Could you copy out every line of the data where the word "below" occurs?

------------------------------------------------

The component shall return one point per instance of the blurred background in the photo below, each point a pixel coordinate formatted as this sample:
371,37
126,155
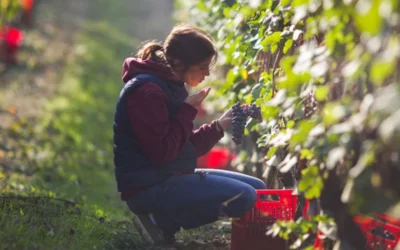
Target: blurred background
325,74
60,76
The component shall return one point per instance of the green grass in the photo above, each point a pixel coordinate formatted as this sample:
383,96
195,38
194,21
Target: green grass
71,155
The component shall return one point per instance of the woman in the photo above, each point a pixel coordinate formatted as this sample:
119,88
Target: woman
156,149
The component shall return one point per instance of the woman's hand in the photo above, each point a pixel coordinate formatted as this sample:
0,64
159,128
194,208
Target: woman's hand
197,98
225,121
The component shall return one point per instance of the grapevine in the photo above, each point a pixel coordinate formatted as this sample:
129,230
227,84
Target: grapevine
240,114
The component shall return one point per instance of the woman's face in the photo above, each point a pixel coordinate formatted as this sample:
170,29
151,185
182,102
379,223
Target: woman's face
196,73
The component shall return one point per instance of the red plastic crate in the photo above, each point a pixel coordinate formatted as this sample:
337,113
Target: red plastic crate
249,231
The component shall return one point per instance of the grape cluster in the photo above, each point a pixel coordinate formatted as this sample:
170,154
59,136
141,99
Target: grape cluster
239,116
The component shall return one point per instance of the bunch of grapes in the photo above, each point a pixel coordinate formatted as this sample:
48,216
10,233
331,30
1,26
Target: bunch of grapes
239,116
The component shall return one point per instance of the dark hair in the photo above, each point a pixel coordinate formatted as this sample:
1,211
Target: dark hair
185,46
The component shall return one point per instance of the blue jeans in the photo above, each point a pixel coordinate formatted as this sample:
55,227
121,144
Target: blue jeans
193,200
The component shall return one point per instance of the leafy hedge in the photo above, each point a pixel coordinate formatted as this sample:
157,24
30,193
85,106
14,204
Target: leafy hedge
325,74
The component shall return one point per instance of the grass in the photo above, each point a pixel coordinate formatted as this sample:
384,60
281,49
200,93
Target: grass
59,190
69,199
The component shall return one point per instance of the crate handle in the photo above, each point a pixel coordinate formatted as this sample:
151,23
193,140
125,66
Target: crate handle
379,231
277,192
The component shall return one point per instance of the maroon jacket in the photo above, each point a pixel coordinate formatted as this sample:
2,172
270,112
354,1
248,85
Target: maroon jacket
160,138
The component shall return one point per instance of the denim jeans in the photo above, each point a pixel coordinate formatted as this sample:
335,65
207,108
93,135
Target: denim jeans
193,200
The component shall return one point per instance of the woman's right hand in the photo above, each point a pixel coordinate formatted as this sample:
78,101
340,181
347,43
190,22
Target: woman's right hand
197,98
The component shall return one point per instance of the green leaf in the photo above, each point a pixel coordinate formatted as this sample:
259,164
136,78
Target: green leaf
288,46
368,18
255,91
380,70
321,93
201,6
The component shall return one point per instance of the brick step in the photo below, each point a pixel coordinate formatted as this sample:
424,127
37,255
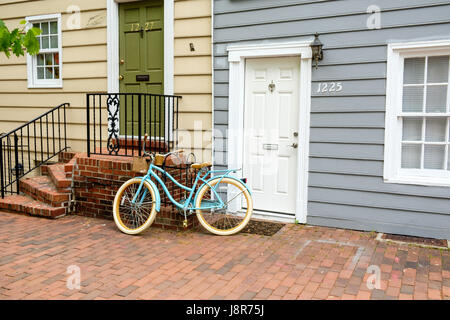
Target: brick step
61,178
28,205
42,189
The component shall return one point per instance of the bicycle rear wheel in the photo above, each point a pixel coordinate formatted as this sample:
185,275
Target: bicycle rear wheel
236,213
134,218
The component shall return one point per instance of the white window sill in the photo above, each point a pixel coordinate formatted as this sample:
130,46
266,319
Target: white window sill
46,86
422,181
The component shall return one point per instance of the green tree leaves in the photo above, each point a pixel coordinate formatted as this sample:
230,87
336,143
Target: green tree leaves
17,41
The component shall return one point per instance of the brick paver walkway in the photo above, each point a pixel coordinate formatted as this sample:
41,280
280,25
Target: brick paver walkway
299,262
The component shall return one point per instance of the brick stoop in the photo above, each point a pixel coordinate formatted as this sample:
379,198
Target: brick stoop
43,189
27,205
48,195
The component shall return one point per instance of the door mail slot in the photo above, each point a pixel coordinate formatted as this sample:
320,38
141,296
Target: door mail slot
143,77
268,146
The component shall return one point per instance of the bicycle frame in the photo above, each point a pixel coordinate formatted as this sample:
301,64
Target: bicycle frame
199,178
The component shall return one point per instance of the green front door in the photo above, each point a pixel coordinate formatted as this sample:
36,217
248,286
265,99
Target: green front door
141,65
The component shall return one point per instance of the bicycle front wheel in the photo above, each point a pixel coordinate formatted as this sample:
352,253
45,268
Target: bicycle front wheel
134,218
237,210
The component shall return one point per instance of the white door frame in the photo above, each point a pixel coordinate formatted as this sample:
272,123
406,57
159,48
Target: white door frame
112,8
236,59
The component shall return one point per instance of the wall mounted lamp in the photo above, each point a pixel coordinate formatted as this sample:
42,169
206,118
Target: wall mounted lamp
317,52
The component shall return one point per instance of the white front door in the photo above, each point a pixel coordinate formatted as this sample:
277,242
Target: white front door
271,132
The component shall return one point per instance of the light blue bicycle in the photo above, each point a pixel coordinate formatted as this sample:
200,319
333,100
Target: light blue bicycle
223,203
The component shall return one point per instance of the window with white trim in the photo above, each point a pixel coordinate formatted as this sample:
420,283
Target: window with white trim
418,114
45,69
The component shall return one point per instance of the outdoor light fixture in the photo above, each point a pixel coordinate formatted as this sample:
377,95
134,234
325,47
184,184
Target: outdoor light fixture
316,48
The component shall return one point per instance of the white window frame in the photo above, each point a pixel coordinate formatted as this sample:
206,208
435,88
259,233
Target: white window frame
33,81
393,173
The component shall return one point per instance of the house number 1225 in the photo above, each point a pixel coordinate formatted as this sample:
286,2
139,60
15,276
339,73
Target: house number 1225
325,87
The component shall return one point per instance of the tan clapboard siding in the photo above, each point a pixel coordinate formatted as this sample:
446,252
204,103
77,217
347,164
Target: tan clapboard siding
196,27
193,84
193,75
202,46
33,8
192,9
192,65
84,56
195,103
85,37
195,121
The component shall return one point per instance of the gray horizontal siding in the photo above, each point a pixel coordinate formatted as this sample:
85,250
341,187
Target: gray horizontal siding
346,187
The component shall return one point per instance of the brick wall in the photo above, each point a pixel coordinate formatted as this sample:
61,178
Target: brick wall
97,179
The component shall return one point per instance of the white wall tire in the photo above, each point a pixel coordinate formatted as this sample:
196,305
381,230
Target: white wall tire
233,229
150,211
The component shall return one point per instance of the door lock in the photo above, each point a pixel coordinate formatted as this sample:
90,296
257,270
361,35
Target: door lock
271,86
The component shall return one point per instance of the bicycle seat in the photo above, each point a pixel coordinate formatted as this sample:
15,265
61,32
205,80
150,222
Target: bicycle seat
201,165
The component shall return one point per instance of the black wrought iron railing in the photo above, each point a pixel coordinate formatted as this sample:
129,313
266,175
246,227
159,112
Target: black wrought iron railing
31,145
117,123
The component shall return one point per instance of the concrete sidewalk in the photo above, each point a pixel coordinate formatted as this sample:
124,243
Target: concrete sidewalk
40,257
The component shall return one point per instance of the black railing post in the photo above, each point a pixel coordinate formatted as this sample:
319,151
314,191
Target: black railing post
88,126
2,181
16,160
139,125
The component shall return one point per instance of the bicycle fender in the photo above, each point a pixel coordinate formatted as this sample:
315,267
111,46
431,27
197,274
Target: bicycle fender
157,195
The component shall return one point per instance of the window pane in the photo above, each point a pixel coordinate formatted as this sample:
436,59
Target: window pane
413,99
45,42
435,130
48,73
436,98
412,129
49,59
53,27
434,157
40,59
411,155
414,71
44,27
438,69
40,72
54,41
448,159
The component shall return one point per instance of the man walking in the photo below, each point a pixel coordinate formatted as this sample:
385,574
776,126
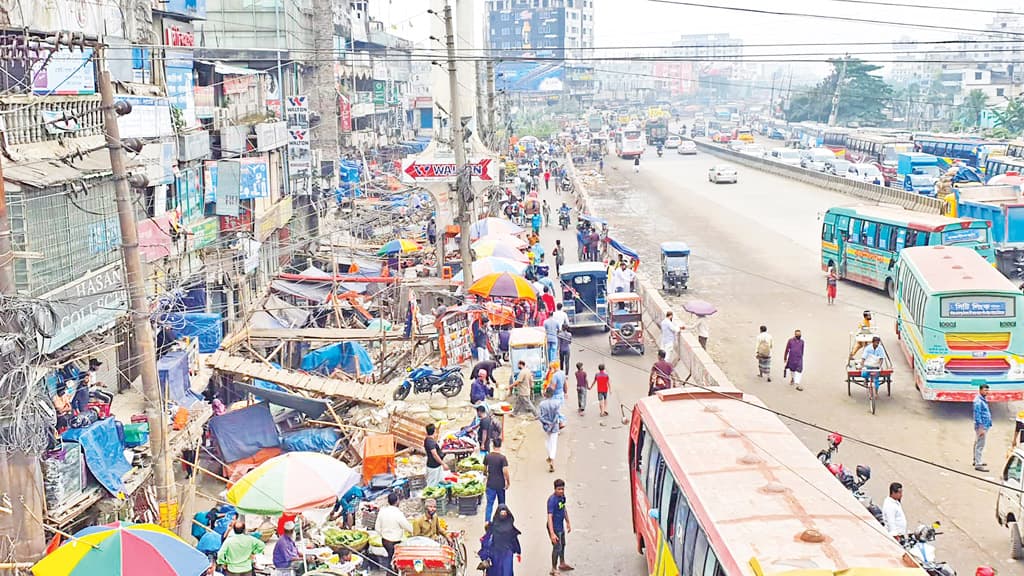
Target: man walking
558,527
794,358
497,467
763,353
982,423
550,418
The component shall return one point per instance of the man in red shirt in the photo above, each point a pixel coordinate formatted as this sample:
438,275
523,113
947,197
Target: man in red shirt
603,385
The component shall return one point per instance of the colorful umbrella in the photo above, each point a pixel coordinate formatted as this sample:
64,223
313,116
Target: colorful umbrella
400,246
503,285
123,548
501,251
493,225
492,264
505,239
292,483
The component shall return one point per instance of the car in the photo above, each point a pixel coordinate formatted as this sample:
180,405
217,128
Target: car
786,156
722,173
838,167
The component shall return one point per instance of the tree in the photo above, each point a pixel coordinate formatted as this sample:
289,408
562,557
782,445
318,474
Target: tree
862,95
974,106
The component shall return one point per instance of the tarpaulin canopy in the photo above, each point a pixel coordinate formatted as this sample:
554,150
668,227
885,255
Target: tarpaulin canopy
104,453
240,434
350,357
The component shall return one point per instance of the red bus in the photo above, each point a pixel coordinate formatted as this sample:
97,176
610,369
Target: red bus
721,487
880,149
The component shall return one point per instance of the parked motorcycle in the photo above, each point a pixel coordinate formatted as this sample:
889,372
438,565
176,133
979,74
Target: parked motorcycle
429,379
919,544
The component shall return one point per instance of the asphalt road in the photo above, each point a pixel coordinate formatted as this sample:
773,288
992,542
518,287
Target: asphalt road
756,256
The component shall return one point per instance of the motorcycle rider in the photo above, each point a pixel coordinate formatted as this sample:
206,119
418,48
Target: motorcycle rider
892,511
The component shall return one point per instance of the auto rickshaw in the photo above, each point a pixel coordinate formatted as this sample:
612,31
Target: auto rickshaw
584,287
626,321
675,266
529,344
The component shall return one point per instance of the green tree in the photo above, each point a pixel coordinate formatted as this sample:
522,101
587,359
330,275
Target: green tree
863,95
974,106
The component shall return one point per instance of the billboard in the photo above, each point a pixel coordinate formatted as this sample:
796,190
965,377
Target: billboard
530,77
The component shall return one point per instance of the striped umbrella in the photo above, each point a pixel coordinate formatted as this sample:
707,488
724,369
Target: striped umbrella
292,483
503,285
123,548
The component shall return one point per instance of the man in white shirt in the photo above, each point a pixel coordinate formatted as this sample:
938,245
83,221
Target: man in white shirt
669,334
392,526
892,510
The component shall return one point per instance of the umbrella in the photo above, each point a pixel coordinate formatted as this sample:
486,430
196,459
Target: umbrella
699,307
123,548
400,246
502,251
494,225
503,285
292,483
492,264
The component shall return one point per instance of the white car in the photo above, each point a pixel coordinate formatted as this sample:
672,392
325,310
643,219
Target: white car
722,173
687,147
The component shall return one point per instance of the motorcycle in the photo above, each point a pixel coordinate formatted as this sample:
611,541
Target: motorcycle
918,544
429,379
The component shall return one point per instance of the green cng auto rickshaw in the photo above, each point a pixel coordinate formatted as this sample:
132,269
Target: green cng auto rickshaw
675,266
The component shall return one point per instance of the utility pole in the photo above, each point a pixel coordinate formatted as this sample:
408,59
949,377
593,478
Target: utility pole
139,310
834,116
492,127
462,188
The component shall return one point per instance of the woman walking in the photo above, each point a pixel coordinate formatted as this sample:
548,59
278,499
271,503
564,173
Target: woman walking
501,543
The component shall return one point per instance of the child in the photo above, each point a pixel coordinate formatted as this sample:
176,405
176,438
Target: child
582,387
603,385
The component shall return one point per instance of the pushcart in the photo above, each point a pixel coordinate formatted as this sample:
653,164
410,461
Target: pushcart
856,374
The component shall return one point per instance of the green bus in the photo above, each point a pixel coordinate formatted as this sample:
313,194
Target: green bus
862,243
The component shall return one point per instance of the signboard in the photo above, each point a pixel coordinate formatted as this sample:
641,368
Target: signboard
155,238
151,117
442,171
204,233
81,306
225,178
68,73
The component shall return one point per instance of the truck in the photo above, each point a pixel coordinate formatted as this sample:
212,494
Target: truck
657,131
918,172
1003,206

------------------------------------------------

(Answer to this exercise)
The component shall return one point per instance of the blurred background in the photo below, each point a pixel coordinate formatted as this sample:
The component shall return one point per instance of the brick step in the photo below, each point a pixel coordinate formatted as this sample:
The component shall return one point per instance of the man walking in the photo below, each point a pixel coordinate formatted as this sample:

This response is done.